## ARTICLE
#####
After checking out this morning, we take a taxi back to the railway station, where we eat breakfast items from a snack counter while waiting for our train to board, observing a trainload of arriving commuters heading to jobs in Atlantic City, while we wait. The train is again three loco-hauled Comet II cars with an EMD loco pulling it. We observe some workers up on top of the cab car of what is advertised as our train, and are not surprised to see the platform/train allocation for our departing train change shortly thereafter. Some older folks in the car we ride in ask the conductor for assistance in leaving the train at Lindenwold, and are told he'll tell them when we get there. He does, but they don't get up before the train stops, even though they have several suitcases to take off the train, In fact, one of them is almost taken on to the next stop, getting the last bag, and has to press the door-open button as the train is about to move. We can't figure out why they didn't prepare for alighting before the train got tto their destination.
#####
## MATERIAL PROVIDED
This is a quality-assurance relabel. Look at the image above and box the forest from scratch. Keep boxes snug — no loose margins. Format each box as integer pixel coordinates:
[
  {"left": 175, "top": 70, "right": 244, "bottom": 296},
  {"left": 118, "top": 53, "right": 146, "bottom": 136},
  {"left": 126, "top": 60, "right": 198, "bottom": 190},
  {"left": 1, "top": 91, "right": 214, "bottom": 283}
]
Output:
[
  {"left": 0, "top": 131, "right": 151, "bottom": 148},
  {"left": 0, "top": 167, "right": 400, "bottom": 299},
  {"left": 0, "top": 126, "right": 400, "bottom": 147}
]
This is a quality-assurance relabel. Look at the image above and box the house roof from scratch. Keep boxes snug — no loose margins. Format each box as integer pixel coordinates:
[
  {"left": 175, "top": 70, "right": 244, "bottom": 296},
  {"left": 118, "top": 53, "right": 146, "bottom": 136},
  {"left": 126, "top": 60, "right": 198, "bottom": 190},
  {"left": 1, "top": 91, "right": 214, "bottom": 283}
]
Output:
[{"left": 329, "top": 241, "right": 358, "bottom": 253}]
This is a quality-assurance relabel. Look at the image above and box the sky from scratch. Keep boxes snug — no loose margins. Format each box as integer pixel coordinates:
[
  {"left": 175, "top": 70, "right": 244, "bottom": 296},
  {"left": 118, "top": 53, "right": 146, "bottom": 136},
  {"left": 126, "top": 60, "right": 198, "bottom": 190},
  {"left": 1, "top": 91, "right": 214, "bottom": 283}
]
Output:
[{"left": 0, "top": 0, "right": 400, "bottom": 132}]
#####
## TO BE DONE
**1.** Answer from the Atlantic City rail trip account:
(a) Where do the travelers get their breakfast items?
(b) What kind of locomotive pulls their train?
(c) At which stop do the older passengers ask the conductor for help leaving the train?
**2.** Resume the Atlantic City rail trip account from its last sentence and carry on with the journey.
The listing is not required for what follows.

## EXERCISE RESULTS
**1.**
(a) From a snack counter at the railway station.
(b) An EMD locomotive.
(c) Lindenwold.

**2.**
In Philadelphia, we have time to eat lunch before the Pennsylvanian arrives, and are then confounded by the behavior of the redcaps in getting luggage down to departing trains—there clearly should be at least one more redcap, and better communication with those waiting is required, as people were starting to panic when the redcap had not started to take them down to their train after the last boarding call had been issued. (This happened on three trains in a row, as we waited.)

In the Business Class section of the train, we find Ken Brooks and Karol Lopatkiewicz already there, having boarded here (connecting from DC) as we waited for the redcap. Another Business Class passenger, whose name we don't know and don't find out, is also going to NRHS. In the circumstances, we have to collect the consist while the train is under way, although it transpires that there would have been plenty of time at Pittsburgh!.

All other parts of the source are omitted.